═══ Blok Teks
Muhammadiyah itu dikenal dengan etos welas asih-nya. Dr. Soetomo pun—pendiri Budi Utomo –(kesannya) tertarik menjadi bagian dari Muhammadiyah karena etos ini. Etos ini tidak bisa diragukan, preseden historisnya jelas dalam sejarah awal Muhammadiyah sebagai percikan dari etos Al-Ma’un. Mengapa saya juga mengungkapkan ini?
Dalam bahasa yang lebih modern—jika merujuk pada istilah Yudi Latif—welas asih itu bisa disebut denga the power of love (kekuatan cinta). Artinya, DNA ini harus mewarnai kader-kader, terutama jajaran pimpinan Muhammadiyah dalam menjalankan amanah di internal Muhammadiyah maupun secara eksternal amanah-amanah mulia dari negara.
Kekuatan cinta ini penting mewarnai segala sikap dan tindakan kita. Apakah lagi dalam mengemban amanah besar, mulia, dan menyangkut nasib orang banyak (baca: masyarakat/rakyat). Jika sebaliknya yang terjadi, the love of power (cinta kekuasaan) maka bisa dipastikan tidak ada nilai positif, produktif, dan konstruktif yang bisa tumbuh subur dalam diri kita untuk mewarnai segala sikap dan tindakan.
Jika Yudi Latif menegaskan yang bisa diparafrasekan seperti ini “the love of power (cinta kekuasaan) bisa menjadi lahan tandus bagi tumbuh suburnya nilai-nilai Pancasila”. Tentunya, ini pun bisa menjadi lahan tandus bagi tumbuh suburnya nilai-nilai kekaderan, keislaman, moralitas kader yang sejatinya harus senantiasa menjadi kiblat atau memengaruhi proses algoritmik diri tanpa kecuali dalam menjalankan amanah dan mengambil keputusan serta kebijakan.
Mungkin di sinilah kita bisa menarik garis relevansi, makna mendalam, pikiran yang melampaui zamannya dari seorang Kiai Dahlan (Pendiri Muhammadiyah), “Hidup-hidupilah Muhammadiyah, jangan mencari hidup di Muhammadiyah”.
══════
**Uji Pemahaman:**
**A.** Dalam teks tentang etos welas asih Muhammadiyah, siapa pendiri Budi Utomo yang disebut tertarik menjadi bagian dari Muhammadiyah karena etos tersebut?
**B.** Tulislah lanjutan teks tentang etos welas asih Muhammadiyah, mulai setelah kalimat terakhirnya.
═══ Data yang Disediakan
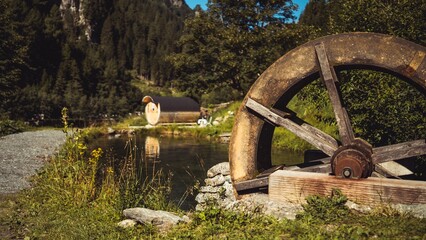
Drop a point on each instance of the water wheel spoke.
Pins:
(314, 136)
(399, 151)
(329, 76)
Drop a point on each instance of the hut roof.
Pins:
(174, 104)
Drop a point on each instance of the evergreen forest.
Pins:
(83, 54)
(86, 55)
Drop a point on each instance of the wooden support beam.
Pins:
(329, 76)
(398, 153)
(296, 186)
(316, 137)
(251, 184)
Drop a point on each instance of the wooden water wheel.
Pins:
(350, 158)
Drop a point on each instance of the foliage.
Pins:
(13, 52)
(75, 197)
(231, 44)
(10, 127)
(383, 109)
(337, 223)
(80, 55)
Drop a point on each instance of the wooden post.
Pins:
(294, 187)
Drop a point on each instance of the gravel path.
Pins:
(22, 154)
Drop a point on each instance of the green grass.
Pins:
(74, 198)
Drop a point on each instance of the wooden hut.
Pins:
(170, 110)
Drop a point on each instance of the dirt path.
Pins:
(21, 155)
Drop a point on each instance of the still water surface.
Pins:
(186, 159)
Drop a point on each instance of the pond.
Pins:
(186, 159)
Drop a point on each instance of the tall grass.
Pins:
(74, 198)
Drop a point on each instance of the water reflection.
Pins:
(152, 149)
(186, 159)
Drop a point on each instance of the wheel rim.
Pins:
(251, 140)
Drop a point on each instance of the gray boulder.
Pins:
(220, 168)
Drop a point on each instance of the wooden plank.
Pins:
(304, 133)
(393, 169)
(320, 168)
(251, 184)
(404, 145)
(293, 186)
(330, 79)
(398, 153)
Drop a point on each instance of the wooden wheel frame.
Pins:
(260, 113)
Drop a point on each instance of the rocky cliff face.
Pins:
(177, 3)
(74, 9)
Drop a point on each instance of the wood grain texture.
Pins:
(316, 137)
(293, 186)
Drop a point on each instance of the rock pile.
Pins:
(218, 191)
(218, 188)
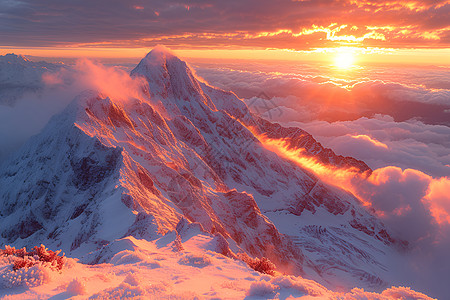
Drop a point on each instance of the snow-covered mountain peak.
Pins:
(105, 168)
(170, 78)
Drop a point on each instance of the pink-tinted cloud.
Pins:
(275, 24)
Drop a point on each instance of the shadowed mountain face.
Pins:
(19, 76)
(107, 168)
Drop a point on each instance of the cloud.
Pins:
══════
═══ Data yang Disediakan
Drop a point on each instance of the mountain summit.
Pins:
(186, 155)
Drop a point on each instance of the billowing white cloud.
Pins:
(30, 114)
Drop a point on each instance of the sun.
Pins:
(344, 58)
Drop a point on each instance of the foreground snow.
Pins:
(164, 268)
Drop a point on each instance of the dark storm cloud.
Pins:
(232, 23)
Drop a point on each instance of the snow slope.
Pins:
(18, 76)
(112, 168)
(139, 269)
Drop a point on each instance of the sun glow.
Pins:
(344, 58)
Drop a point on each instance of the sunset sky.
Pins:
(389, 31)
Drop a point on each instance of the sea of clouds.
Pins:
══════
**Jawaban Bernomor:**
**A.** Dr. Soetomo.

**B.**
Harapan ini menjadi konsepsi yang akan menyerap ke dalam diri kader Muhammadiyah agar bukan spirit cinta kekuasaan yang kelak terimplemetasi dalam kehidupannya, baik ketika mendapat jabatan di internal Muhammadiyah terutama ketika mendapat jabatan di luar Muhammadiyah yang lebih besar.
Inilah gambaran relevansi teori Habitus Bourdieu dan cerita sukses itu, termasuk energi fusi, dan hukum heliotropic yang diungkap oleh Whitney dan Bloom, agar sesuai harapan dan nilai-nilai yang melekat dalam diri sebagai kader dan umat Islam.
Selain yang di atas, “Terwujudnya masyarakat Islam yang sebenar-benarnya” sebagai tujuan Muhammadiyah, kemudian diperkuat dengan cara pandang keagamaan, “Islam Berkemajuan”, ini pun merupakan nilai etos utama yang membuat cerita-cerita sukses Muhammadiyah itu terus mengalir sejak awal berdirinya sampai melintasi abad keduanya.
Sebagaimana penegasan di atas, tentang teori dan konsepsi tersebut, kita pun, baik kader maupun pimpinan Muhammadiyah, harus berupaya sekuat tenaga dan sepenuh hati, dan idealnya itu sudah nyata dan terpancar dari diri kita selaku kader dan pimpinan, untuk mewujudkan tujuan tersebut dalam bingkai Islam yang berkemajuan.
Yang membuat cerita-cerita sukses Muhammadiyah itu terwujud, termasuk nilai dan etos kejujuran, integritas, kesabaran, komitmen pada amanah, kepedulian dalam makna luas, dan fokus membingkai sikap dan tindakan pada rida Allah dan orientasi bahagia dunia dan akhirat, harus mengalami eksternalisasi interior (dipahami, diserap, disadari, diyakini, dan diingat terus-menerus) dan selanjutnya dilakukan internaliasi eksterior (diimplementasikan, diwujudkan, atau diaplikasikan) dalam kehidupan. Inilah wujud harapan dalam pemahaman sederhana.
Tentu saja, masih banyak hal lainnya yang bisa menjadi nilai, etos, dan basis-basis sebagaimana yang diungkapkan di atas, hanya saja—sekali lagi—ruang ini tentunya tidak cukup untuk menguraikannya panjang kali lebar. (*)
*) Pemilik Pustaka “Cahaya Inpsirasi”, Wakil Ketua MPI PD. Muhammadiyah Bantaeng, dan Pegiat Literasi Digital & Kebangsaan.